**Referring expression pointing data**
********

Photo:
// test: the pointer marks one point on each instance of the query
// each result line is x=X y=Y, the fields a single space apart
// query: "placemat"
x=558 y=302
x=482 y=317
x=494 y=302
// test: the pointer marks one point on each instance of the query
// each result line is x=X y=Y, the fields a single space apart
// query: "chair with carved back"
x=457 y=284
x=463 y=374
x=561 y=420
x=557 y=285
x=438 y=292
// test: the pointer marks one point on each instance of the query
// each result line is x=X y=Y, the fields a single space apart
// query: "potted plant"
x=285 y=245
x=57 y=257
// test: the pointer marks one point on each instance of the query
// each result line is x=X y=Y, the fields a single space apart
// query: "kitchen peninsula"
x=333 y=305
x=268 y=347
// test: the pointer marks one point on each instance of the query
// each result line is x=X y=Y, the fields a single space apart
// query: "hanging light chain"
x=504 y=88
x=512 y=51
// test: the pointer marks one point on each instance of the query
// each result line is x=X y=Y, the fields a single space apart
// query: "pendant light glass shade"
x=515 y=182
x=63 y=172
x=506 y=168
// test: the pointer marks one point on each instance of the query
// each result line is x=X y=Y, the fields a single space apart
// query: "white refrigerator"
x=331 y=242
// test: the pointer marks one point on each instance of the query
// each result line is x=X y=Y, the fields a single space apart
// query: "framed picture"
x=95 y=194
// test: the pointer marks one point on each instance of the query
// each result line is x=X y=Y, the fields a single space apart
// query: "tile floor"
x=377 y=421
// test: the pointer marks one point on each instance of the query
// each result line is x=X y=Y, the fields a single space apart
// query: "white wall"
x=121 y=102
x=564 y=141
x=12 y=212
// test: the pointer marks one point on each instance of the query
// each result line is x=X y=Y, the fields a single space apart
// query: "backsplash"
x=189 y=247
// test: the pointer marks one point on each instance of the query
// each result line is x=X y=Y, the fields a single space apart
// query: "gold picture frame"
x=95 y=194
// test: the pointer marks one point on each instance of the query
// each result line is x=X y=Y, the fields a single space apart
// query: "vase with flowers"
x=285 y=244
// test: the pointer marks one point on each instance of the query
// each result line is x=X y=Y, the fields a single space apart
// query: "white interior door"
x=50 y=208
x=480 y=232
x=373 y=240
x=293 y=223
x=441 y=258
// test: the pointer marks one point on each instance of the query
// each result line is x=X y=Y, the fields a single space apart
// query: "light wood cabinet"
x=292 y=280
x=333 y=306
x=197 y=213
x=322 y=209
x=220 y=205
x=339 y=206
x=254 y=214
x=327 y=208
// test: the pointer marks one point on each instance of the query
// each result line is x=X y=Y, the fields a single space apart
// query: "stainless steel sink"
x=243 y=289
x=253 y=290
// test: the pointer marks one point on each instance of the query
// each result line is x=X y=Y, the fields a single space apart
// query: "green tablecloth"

********

**Brief**
Set every entry down once more, exactly as written above.

**Finished exercise**
Photo:
// test: the pointer marks one point on each instance of the query
// each result line is x=X y=Y, the fields a single space apart
// query: "placemat"
x=558 y=302
x=482 y=317
x=494 y=302
// test: the pointer marks one point on each instance of the query
// each result line is x=X y=Y, the fields a single space apart
// query: "chair with carved back"
x=457 y=284
x=463 y=374
x=561 y=420
x=557 y=285
x=438 y=292
// test: the pointer marks one point on each instance of the query
// each result line is x=X y=Y, the fields a single space apart
// query: "potted plant"
x=285 y=245
x=57 y=257
// test: the pointer marks one point on each instance of the query
// each result line is x=X y=Y, the fields a single space apart
// query: "kitchen peninsula"
x=333 y=305
x=268 y=347
// test: the pointer marks one point on each instance of the query
// each result line is x=X y=Y, the fields a single space apart
// query: "hanging light chain"
x=504 y=88
x=512 y=51
// test: the pointer marks one point on each instance of the query
// each result line is x=X y=Y, the fields a single space apart
// query: "pendant light glass shade"
x=515 y=182
x=63 y=172
x=506 y=168
// test: the pointer marks one point on each instance of the query
// each result line is x=X y=Y, the fields a single space apart
// query: "white refrigerator"
x=331 y=242
// test: the pointer marks one point on each instance of the query
// each result line is x=X y=Y, the fields a single space apart
// query: "framed picture"
x=95 y=194
// test: the pointer marks one point on each instance of the query
// each result line is x=X y=Y, the fields a single space apart
// query: "tile floor"
x=377 y=421
// test: the pointer marks one point on each instance of the query
// each result line is x=X y=Y, the fields a single space apart
// query: "white wall"
x=121 y=102
x=564 y=141
x=12 y=212
// test: the pointer marks one point on each instance of the query
// each result line is x=X y=Y, the fields a single space apart
// query: "backsplash"
x=189 y=247
// test: the pointer marks one point on each instance of the query
// each result line is x=X y=Y, the fields a single space apart
// query: "gold picture frame"
x=95 y=194
// test: the pointer marks one point on each instance of the query
// each result line is x=X y=Y, the fields a single space apart
// query: "vase with flowers"
x=285 y=244
// test: the pointer marks one point on each instance of the query
// each result line is x=X y=Y, the fields a single space apart
// query: "white interior door"
x=50 y=208
x=480 y=232
x=373 y=240
x=293 y=223
x=441 y=258
// test: the pointer marks one point on each instance of the query
// each result line is x=X y=Y, the fields a single space apart
// query: "light wood cabinet"
x=292 y=280
x=333 y=306
x=197 y=213
x=322 y=209
x=220 y=205
x=339 y=206
x=254 y=214
x=327 y=208
// test: the pointer marks one point on each instance of the query
// each result line is x=X y=Y, the fields a single space apart
// query: "stainless steel sink"
x=243 y=289
x=253 y=290
// test: the pointer marks one point on each instance of the query
// each result line is x=X y=Y, the fields a single space apart
// query: "green tablecloth"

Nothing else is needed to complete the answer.